---------- Material for the task ----------

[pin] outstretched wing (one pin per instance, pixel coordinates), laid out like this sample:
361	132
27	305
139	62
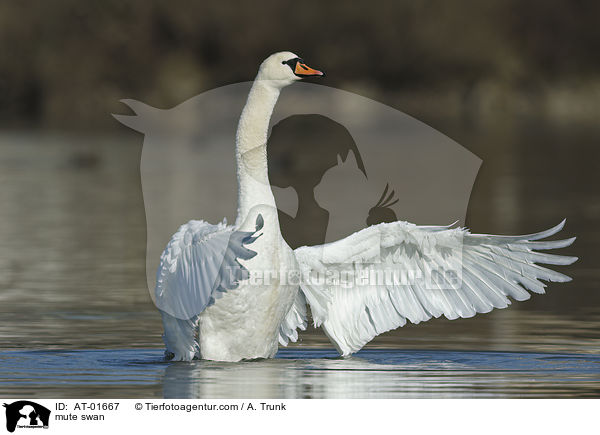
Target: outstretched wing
199	264
376	279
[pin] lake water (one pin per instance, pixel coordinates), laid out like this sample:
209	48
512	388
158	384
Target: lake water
76	319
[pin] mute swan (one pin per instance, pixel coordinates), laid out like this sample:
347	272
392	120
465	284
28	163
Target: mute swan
213	308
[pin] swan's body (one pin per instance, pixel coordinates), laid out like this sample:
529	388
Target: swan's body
213	307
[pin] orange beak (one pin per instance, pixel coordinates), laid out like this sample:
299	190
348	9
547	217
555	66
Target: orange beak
304	70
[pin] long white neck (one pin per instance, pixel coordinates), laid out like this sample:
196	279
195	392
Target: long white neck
254	190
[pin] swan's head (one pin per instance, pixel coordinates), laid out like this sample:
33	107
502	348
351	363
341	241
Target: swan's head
284	68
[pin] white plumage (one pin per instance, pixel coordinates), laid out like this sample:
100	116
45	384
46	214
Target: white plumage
370	282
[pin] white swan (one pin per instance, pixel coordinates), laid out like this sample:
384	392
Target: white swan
236	292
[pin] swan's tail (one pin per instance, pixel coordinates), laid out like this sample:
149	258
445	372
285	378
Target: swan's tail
180	337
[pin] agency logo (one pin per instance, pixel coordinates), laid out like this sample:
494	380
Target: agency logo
25	414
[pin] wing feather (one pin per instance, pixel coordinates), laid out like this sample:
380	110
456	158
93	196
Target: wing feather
198	265
490	270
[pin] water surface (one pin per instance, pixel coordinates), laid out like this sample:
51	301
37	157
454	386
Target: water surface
76	319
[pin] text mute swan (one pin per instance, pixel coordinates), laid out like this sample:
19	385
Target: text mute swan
212	308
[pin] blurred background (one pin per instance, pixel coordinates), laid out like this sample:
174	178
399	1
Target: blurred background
518	84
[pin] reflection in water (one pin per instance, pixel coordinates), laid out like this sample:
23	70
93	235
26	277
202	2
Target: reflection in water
301	373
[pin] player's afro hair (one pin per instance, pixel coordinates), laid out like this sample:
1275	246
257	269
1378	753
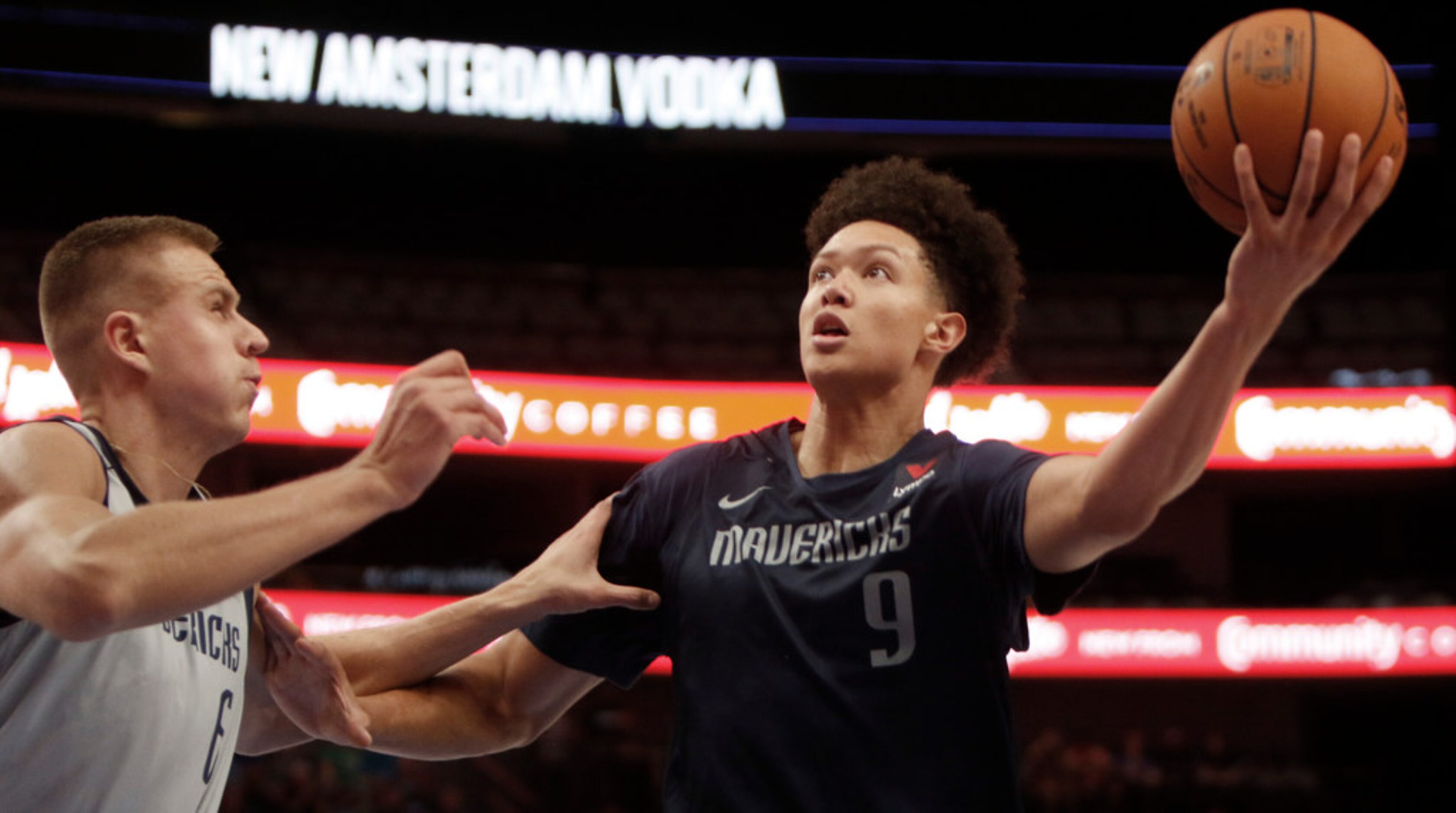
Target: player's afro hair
969	251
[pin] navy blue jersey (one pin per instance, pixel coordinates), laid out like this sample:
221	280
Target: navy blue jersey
838	643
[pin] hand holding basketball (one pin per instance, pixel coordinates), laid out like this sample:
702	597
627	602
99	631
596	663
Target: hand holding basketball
1267	81
1282	255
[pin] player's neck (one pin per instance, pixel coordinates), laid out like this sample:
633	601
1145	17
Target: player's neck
849	436
161	460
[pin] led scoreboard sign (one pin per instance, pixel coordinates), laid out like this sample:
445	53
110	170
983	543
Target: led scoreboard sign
472	79
1382	642
206	65
570	416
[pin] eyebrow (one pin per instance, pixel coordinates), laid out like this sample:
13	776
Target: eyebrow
862	251
226	290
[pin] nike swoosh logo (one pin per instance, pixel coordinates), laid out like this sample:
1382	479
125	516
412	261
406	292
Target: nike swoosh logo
727	504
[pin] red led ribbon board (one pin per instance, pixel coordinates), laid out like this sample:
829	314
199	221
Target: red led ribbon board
567	416
1106	643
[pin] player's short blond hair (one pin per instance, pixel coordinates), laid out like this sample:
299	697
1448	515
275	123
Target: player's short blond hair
85	277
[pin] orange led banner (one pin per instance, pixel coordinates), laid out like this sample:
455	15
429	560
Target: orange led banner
568	416
1104	643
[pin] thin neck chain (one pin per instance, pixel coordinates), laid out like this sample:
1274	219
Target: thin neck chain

----------

## Task prompt
Reproduce every entry above line for line, leaving out the pictures.

## Task response
[pin] outstretched wing (one pin per instance, pixel coordinates), laid out like this sample:
361	132
27	305
139	62
Target: outstretched wing
199	264
376	279
[pin] lake water (one pin per instance, pixel coordinates), laid out like this sample:
209	48
512	388
158	384
Target: lake water
76	319
[pin] mute swan (one pin per instance, pixel coordinates), laid out like this sample:
347	272
392	120
465	284
28	163
Target: mute swan
213	308
[pin] swan's body (one pin per instance, pixel coordinates), laid out like this sample:
529	388
Target: swan's body
213	307
[pin] orange beak (one pin per instance, pixel coordinates), laid out like this sample:
299	190
348	9
547	217
555	66
Target: orange beak
304	70
[pin] long white neck (one pin per instance, pixel coordinates), laid out like this sample:
196	279
195	392
Target: long white neck
254	190
[pin] swan's head (one pin per instance, pixel coordinates), laid out like this sample:
33	107
502	348
351	363
341	241
Target: swan's head
284	68
[pin] white plumage (one pin per instance, pixel coordinates), laid out like this sample:
100	116
45	384
46	214
Target: white plumage
370	282
[pin] white swan (one pin per instance, pixel coordinates), laid out like this sample:
384	392
Target: white swan
236	292
[pin] swan's tail (one pin per instance, pixel coordinates), laid out like this sample:
149	258
445	372
285	378
Target: swan's tail
180	337
[pin] agency logo (one pin per instance, pixel coordinates), laid out like this sample:
494	380
Target: agency logo
25	414
[pin] wing feather (one pin per instance, pixel coordinates), laid out like this sample:
380	110
456	158
93	196
Target: wing feather
198	265
490	270
[pin] water surface (one pin per instance, pixel coordinates), laid out like this sample:
51	301
37	157
454	386
Target: water surface
76	319
[pin] text mute swan (one pin per instance, pixel coordinates), laid out like this sample:
19	385
Target: text mute swan
212	308
[pin] blurred background (one pin per instance, pixel coordinates), laid out like this sample:
174	178
399	1
Target: blurred background
518	84
[pin] reflection in water (one pin per instance, pixel coordinates), laid out like this sample:
23	70
93	235
26	277
202	2
Target: reflection in water
301	373
[pin] player's afro hair (one pin per instance, pixel coordinates), laid out like this sample:
1275	246
257	269
1378	753
Target: player's afro hair
969	251
[pin] navy blue jersey (one pin per instance, pixel coordinates), laid out like this sample:
221	280
Target: navy blue jersey
838	643
[pin] hand holding basketball (one pin per instance, pixel coordinates), laid out like this sample:
702	597
627	602
99	631
596	663
Target: hand holding basketball
1267	81
1282	255
[pin] player's neck (one pin per instance, pixel coordinates), laid out like this sample:
633	601
1145	17
Target: player's neck
849	436
161	460
[pin] led scoreboard sign (one pin per instance, pixel coordinates), laid out like this sample:
445	53
110	170
983	543
Target: led scoreboard sign
472	79
1382	642
206	65
570	416
[pin] eyebrow (one pin per instance, pixel coordinates), laid out like this sample:
13	776
Target: eyebrow
862	251
226	290
[pin] nike swoosh logo (one pin per instance, pixel coordinates), laid out like this sample:
1382	479
125	516
412	261
406	292
Target: nike swoosh logo
727	504
[pin] red led ribbon board (one pin per instance, pixel coordinates), laid out like this sample:
829	314
199	221
Target: red led ribbon board
567	416
1106	643
[pin] player's short blond hair (one pin per instance, pixel coordinates), laid out like this sample:
299	697
1448	515
275	123
Target: player's short blond hair
85	277
[pin] orange led banner (one pin per instance, pixel coordinates), laid out like this sample:
455	15
429	560
Target: orange led banner
568	416
1104	643
[pin] thin neck chain (one pin per instance, pixel coordinates), laid out like this sample:
1274	219
Target: thin neck chain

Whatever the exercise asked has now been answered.